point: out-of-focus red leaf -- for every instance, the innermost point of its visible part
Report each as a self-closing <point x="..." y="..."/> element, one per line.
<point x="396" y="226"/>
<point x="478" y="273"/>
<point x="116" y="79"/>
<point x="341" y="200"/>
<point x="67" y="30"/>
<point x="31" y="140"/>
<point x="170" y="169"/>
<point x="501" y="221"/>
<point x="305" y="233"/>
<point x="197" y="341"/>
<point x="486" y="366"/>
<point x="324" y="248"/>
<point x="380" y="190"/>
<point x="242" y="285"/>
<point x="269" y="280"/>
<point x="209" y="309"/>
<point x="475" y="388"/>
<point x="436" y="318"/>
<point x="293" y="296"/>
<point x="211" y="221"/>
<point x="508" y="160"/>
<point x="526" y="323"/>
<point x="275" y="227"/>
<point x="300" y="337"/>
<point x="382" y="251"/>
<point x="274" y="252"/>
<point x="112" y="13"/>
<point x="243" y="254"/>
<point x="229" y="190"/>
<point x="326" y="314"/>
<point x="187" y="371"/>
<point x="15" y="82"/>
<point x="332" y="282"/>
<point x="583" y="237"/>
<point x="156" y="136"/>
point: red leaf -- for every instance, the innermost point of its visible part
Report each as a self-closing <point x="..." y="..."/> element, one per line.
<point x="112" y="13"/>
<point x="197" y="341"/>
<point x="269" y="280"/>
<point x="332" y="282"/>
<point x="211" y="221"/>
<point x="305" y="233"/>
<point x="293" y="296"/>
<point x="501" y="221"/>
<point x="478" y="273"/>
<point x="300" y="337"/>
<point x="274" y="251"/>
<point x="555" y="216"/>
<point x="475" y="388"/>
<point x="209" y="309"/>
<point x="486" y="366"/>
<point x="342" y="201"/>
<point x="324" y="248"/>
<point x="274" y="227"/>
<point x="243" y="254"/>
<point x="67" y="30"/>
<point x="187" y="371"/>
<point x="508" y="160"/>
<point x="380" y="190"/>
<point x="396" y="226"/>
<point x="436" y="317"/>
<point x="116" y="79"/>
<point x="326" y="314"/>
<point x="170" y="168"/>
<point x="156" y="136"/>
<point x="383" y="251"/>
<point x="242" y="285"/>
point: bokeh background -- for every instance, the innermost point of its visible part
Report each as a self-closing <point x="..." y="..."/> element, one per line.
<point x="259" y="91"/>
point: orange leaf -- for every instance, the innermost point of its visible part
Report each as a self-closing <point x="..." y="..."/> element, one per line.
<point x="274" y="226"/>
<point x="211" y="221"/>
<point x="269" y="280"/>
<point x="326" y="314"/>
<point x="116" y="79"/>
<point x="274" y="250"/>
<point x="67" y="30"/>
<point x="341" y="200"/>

#### Given exercise:
Swap every "innermost point" in the items above for "most central point", then write all the items out again with nothing else changed.

#### Response for this exercise:
point: out-of-focus red leaf -- for every instance, the most central point of its visible part
Report each as a self-closing <point x="..." y="..."/> element, one per line.
<point x="396" y="226"/>
<point x="478" y="273"/>
<point x="116" y="79"/>
<point x="341" y="200"/>
<point x="67" y="30"/>
<point x="31" y="140"/>
<point x="170" y="169"/>
<point x="501" y="221"/>
<point x="305" y="233"/>
<point x="197" y="341"/>
<point x="486" y="366"/>
<point x="324" y="248"/>
<point x="380" y="190"/>
<point x="242" y="285"/>
<point x="269" y="280"/>
<point x="209" y="309"/>
<point x="475" y="388"/>
<point x="436" y="318"/>
<point x="293" y="296"/>
<point x="211" y="221"/>
<point x="508" y="160"/>
<point x="526" y="323"/>
<point x="275" y="227"/>
<point x="300" y="337"/>
<point x="382" y="251"/>
<point x="274" y="252"/>
<point x="112" y="13"/>
<point x="243" y="254"/>
<point x="229" y="190"/>
<point x="326" y="314"/>
<point x="187" y="371"/>
<point x="15" y="82"/>
<point x="332" y="282"/>
<point x="583" y="237"/>
<point x="156" y="136"/>
point: red leaf -- for every instance, the most central point of its visible part
Report each as a self-closing <point x="..." y="..."/> element, one per line.
<point x="112" y="13"/>
<point x="197" y="341"/>
<point x="269" y="280"/>
<point x="332" y="282"/>
<point x="211" y="221"/>
<point x="305" y="233"/>
<point x="293" y="296"/>
<point x="501" y="221"/>
<point x="478" y="273"/>
<point x="300" y="337"/>
<point x="274" y="251"/>
<point x="555" y="216"/>
<point x="475" y="388"/>
<point x="209" y="309"/>
<point x="486" y="366"/>
<point x="342" y="201"/>
<point x="324" y="248"/>
<point x="274" y="227"/>
<point x="243" y="254"/>
<point x="67" y="30"/>
<point x="187" y="371"/>
<point x="508" y="160"/>
<point x="380" y="190"/>
<point x="396" y="226"/>
<point x="436" y="317"/>
<point x="116" y="79"/>
<point x="326" y="314"/>
<point x="170" y="168"/>
<point x="156" y="136"/>
<point x="383" y="251"/>
<point x="242" y="285"/>
point: bokeh background -- for every instance, the most central point of its visible part
Report each as a self-closing <point x="..." y="..."/> element, one per line.
<point x="259" y="91"/>
point: orange leaf -- for every instance, the most central point of its visible part
Report each as a self-closing <point x="..." y="..."/> element, one per line.
<point x="274" y="226"/>
<point x="211" y="221"/>
<point x="269" y="280"/>
<point x="326" y="314"/>
<point x="116" y="79"/>
<point x="274" y="250"/>
<point x="67" y="30"/>
<point x="341" y="200"/>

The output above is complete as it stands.